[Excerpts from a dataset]
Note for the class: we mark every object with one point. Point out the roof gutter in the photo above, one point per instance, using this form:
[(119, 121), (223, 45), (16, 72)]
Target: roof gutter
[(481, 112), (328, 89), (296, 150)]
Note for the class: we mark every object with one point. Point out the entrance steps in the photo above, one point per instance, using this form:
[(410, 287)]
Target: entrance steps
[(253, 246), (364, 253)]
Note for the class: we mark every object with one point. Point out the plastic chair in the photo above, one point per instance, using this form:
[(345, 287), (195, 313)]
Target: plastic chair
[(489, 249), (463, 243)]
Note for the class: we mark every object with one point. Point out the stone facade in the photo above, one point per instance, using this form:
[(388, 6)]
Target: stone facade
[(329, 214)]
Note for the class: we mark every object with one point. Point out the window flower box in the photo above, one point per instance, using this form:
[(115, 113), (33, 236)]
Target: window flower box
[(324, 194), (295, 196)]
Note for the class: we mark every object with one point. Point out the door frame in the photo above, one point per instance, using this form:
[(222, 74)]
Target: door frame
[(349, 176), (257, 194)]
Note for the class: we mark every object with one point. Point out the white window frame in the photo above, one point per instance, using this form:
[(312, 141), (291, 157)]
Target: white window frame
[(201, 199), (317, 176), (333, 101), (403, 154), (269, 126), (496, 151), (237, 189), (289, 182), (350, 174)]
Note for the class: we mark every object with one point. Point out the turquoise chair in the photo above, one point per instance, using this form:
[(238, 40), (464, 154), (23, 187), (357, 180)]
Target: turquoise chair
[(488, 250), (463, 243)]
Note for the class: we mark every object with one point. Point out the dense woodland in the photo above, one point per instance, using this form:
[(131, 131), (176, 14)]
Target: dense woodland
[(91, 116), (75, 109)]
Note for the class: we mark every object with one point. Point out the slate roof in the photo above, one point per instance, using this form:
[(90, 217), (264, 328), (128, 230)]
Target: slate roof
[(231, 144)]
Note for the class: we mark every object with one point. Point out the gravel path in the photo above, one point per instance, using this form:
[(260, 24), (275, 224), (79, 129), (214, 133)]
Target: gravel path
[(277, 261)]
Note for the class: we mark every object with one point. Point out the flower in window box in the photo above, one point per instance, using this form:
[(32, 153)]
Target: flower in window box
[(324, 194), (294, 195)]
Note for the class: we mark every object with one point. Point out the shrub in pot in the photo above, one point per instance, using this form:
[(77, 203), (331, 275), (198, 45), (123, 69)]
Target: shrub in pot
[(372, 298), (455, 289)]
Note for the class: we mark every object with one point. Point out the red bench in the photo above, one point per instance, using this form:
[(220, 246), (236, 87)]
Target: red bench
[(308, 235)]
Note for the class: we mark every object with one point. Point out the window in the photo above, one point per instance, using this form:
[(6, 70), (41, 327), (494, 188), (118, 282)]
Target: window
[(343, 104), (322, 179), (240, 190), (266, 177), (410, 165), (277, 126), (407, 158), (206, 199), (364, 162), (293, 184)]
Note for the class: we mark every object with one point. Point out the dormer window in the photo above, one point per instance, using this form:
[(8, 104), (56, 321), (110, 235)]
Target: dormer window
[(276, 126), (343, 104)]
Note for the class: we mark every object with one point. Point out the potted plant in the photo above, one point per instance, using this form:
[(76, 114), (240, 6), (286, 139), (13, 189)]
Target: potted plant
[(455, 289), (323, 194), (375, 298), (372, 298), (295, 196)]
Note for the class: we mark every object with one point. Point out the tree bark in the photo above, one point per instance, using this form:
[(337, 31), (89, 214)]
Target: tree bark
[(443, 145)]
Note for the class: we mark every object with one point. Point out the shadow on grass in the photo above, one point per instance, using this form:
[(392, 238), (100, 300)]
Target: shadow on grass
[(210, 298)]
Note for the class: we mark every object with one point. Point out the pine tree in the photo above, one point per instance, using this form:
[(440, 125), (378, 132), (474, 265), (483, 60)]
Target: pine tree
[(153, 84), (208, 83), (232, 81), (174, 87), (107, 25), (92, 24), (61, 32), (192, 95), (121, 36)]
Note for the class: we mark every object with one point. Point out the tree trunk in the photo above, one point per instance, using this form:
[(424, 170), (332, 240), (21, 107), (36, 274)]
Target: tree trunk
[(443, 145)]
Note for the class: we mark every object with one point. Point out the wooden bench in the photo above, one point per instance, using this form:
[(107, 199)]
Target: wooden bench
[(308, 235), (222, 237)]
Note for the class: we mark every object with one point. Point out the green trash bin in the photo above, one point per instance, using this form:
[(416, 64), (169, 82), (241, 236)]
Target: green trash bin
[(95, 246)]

[YOUR TASK] All the entries above need to be reproduced exactly.

[TASK SOLUTION]
Note for the class: we mark every object with one point. Point out the roof gutter in the photo above, one point per instance, using this form:
[(119, 121), (223, 45), (16, 72)]
Target: roof gutter
[(481, 112), (328, 89), (296, 150)]
Note for the class: we mark every object with one point. Point out the entrance steps in the photo above, one point per instance, using this form:
[(410, 287)]
Target: entrance steps
[(253, 246), (364, 253)]
Note for the class: we mark every object with one point. Point out the plastic chair in the photo above, one point per instance, using this form:
[(345, 287), (195, 313)]
Target: plastic chair
[(489, 249), (463, 243)]
Note for the class: we mark every object with one point. Point out the stone facade in the photo above, one point per instance, using this form:
[(388, 6)]
Target: stone facade
[(329, 214)]
Note for the class: we mark every object with one point. Point out the window flower box in the photo above, one point per instance, using this form:
[(115, 113), (33, 236)]
Target: window flower box
[(324, 194), (295, 196)]
Note for the class: we mark every object with one point. Point out the door frame in the photo above, one point per instance, using this form:
[(222, 74)]
Target: door frame
[(349, 176), (257, 194)]
Note for the class: we mark every object with one point. Point out the white window frame in the photo above, one point per instance, using this form:
[(312, 141), (291, 157)]
Target: white window frame
[(201, 199), (317, 176), (333, 101), (403, 154), (269, 126), (496, 151), (237, 189), (289, 182), (350, 174)]
Note for the class: we mark every object with one point. Point out the turquoise chair in the photo above, one point per instance, using this form:
[(238, 40), (464, 154), (23, 187), (357, 180)]
Target: turquoise chair
[(488, 250), (463, 243)]
Note for the class: we mark every object with one point. Point out the dense woodland in the photo above, one point per instance, using this form:
[(131, 131), (176, 14)]
Target: dense woodland
[(91, 116), (75, 109)]
Note for the class: we mark every object with one point. Point out the slate roof in the photo above, one point per instance, using this form:
[(90, 217), (264, 328), (128, 230)]
Target: slate roof
[(231, 144)]
Note for the class: we mark every object with one point. Point out the gravel path in the photo above, one point per instance, using this form:
[(260, 24), (275, 224), (79, 129), (214, 133)]
Target: gravel path
[(277, 261)]
Note for the class: we mark every object with one point. Point out the flower in window box in the photo above, one point per instance, using this form:
[(32, 153)]
Target: flower in window box
[(324, 194), (294, 195)]
Note for the class: we mark every object with one point. Point out the shrub in pot in the photo above, one point per instance, using this form:
[(77, 203), (331, 275), (198, 45), (123, 69)]
Target: shrub in pot
[(372, 298), (455, 289)]
Note for the class: we mark every object with one point. Point out the red bench in the photo above, one point per instance, using this form:
[(220, 246), (236, 87)]
Target: red bench
[(308, 235)]
Note for the class: we mark every object with one point. Point out the window in the photo above, one point per instance, using this form:
[(6, 70), (41, 327), (494, 188), (118, 282)]
Target: window
[(343, 104), (322, 179), (240, 190), (266, 177), (410, 165), (277, 126), (407, 158), (206, 199), (364, 162), (293, 184)]
Note for the class: we mark every object with one point. Point out the dormer window in the photo above, one point per instance, using this form:
[(8, 104), (56, 321), (110, 235)]
Target: dormer window
[(276, 126), (343, 104)]
Note for the class: we mark every object with one point. Point out the potted plant in the photo above, one point per instance, using this form:
[(76, 114), (240, 6), (286, 139), (13, 189)]
Target: potted plant
[(455, 289), (323, 194), (375, 298), (372, 298), (295, 196)]
Note for the class: we mark every object with one point. Point out the tree bark in the photo above, one point per instance, using this form:
[(337, 31), (89, 214)]
Target: tree bark
[(443, 145)]
Note for the class: we mark every object with one point. Point out the shadow on grass in the photo above, one point per instance, using this form:
[(392, 238), (100, 300)]
Target: shadow on grass
[(210, 298)]
Note for the class: we mark every object with one point. Point out the pine tree in the photo above, one point per instance, using this form:
[(440, 125), (378, 132), (474, 265), (483, 60)]
Target: pine tree
[(153, 84), (208, 83), (232, 81), (174, 87), (107, 25), (92, 24), (61, 32), (192, 95), (121, 36)]
Note for the class: we mark every object with one point. Point out the tree trunk in the photo above, one point per instance, using this form:
[(424, 170), (332, 240), (21, 107), (36, 274)]
Target: tree trunk
[(443, 145)]
Note for the class: we mark every object with one point. Point out the wooden bench in the photo above, one point per instance, using this form:
[(107, 199)]
Target: wooden bench
[(308, 235), (222, 237)]
Note for the class: we mark every object with one point. Point out the green trash bin in the photo above, one point per instance, using this form:
[(416, 64), (169, 82), (241, 236)]
Target: green trash bin
[(95, 246)]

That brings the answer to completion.